#### TUJUAN LATIHAN:
Buat ringkasan berita tentang pembenahan IPDN dalam dua kalimat.

#### TEKS BACAAN:
________________________

Wednesday, May 23, 2007

Pembenahan IPDN: Tak Ada Jaminan Kekerasan Tak Terulang

KOMPAS - Rabu, 23 Mei 2007

Jakarta, Kompas - Rektor Institut Pemerintahan Dalam Negeri atau IPDN J Kaloh tidak bisa memberikan jaminan kasus-kasus kekerasan yang terjadi di IPDN benar-benar tidak akan terjadi lagi. Kendati demikian, pihaknya akan tetap melakukan upaya pembenahan.
"Ada hal-hal yang terjadi melampaui kekuatan manusia. Kami akan mengerahkan semua daya dan upaya untuk pembenahan," ujar J Kaloh seusai rapat dengar pendapat umum dengan Panitia Kerja (Panja) Evaluasi IPDN di Ruang Rapat Komisi II DPR, Selasa (22/5).

Di tempat terpisah, Rektor Universitas Negeri Jakarta (UNJ) Bedjo Sujanto menyatakan, kekerasan yang masih terjadi di dunia pendidikan—khususnya di IPDN—sangat memprihatinkan. Oleh karena itu, pembenahan secara serius perlu dilakukan agar praktik-praktik semacam itu tidak berulang dan menimbulkan korban baru.
"Kekerasan dalam pendidikan yang cukup mengejutkan bisa dilihat dari apa yang terjadi di IPDN. Sekolah ini justru jadi sebuah lembaga dengan mayat-mayat mahasiswanya terus berjatuhan. Dari informasi yang berkembang sampai ada 37 mayat yang ada di IPDN. Tentu saja ini memprihatinkan dan harus dihentikan," kata Bedjo.
Terkait jumlah korban meninggal dunia akibat kekerasan di kampus IPDN, Ryaas Rasyid selaku Ketua Tim Evaluasi Penyelenggaraan Pendidikan di IPDN mengungkapkan bahwa informasi adanya 37 kuburan di IPDN itu masih rancu. Soalnya, informasi itu hanya disampaikan sekilas.
"Kuburan itu ada di IPDN, tetapi tidak sebanyak itu dan itu kuburan keluarga staf yang meninggal dan identitasnya ada semua," paparnya ketika dikonfirmasi, Selasa malam, terkait pernyataan Bedjo Sujanto. Lagi pula, menurut Ryaas, ia tidak memiliki kewenangan menyelidiki soal adanya kuburan tersebut karena bukan bagian dari tugasnya.

________________________

#### KUMPULAN DATA:
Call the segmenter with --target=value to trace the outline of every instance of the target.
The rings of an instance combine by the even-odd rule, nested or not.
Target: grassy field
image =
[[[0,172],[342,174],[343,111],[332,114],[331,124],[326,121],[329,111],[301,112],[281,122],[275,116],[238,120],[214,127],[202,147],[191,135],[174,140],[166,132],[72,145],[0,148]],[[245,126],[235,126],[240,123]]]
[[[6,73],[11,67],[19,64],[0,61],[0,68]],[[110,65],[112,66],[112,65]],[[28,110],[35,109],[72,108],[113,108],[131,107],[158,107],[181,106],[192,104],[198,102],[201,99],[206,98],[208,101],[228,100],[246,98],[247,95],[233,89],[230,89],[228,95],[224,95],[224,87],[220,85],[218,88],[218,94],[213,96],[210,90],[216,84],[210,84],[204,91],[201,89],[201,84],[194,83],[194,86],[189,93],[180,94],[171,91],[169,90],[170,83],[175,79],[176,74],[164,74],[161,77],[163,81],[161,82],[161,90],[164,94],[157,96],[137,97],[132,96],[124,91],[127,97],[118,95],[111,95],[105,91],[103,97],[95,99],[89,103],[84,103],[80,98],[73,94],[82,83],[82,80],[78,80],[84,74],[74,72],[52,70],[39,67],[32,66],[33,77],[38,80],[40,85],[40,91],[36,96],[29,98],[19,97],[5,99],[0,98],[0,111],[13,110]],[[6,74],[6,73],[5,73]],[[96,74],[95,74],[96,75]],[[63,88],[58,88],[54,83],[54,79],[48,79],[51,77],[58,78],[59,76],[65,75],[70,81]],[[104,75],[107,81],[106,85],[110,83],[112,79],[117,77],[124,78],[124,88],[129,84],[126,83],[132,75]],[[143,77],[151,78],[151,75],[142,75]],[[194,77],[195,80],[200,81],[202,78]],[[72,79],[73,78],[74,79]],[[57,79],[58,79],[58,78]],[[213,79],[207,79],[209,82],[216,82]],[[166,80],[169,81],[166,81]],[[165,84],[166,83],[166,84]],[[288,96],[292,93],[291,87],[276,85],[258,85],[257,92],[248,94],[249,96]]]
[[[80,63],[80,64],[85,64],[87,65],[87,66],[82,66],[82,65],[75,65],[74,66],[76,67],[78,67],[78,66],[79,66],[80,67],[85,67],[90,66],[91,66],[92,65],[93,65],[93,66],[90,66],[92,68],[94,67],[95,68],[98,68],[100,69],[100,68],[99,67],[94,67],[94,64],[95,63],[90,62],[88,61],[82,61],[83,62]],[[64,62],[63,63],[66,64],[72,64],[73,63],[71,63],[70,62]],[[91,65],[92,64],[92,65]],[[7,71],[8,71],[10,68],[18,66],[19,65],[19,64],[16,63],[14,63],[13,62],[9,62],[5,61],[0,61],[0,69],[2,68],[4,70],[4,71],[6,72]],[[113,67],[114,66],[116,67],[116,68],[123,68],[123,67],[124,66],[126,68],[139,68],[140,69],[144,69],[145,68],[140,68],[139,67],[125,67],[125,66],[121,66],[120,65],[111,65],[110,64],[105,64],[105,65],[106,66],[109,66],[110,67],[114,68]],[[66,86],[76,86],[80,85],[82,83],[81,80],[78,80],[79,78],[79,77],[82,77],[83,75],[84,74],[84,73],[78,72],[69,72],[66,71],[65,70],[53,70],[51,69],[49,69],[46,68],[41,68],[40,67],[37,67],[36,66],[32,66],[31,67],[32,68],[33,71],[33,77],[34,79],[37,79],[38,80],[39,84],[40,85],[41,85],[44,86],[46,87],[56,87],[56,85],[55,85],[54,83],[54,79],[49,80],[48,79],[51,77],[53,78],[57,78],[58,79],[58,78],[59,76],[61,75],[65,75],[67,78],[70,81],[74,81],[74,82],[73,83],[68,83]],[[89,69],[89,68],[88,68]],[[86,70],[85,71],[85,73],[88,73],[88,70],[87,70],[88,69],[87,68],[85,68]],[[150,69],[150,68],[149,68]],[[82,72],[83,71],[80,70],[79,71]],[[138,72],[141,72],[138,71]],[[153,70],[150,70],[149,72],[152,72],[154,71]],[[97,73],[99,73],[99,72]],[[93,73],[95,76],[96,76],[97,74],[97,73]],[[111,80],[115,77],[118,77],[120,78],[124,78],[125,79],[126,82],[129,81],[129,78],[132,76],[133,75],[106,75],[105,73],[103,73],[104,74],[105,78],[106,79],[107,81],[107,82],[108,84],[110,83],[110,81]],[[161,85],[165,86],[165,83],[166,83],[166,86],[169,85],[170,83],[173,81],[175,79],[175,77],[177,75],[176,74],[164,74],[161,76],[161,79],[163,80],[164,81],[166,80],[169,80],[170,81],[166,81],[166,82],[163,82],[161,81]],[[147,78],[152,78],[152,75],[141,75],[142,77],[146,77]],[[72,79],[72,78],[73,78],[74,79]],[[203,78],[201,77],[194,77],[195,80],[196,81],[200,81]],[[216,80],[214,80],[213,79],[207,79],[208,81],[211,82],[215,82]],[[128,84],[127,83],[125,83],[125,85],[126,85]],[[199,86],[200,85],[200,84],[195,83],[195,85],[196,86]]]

________________________

#### KUNCI JAWABAN:
Rektor IPDN J Kaloh tidak bisa menjamin kasus kekerasan di IPDN tidak akan terjadi lagi, tetapi pihaknya akan tetap melakukan pembenahan. Rektor UNJ Bedjo Sujanto menilai kekerasan di IPDN sangat memprihatinkan dan menyebut informasi adanya 37 mayat, sedangkan Ketua Tim Evaluasi Ryaas Rasyid menyatakan informasi 37 kuburan itu masih rancu karena kuburan di sana tidak sebanyak itu dan merupakan kuburan keluarga staf.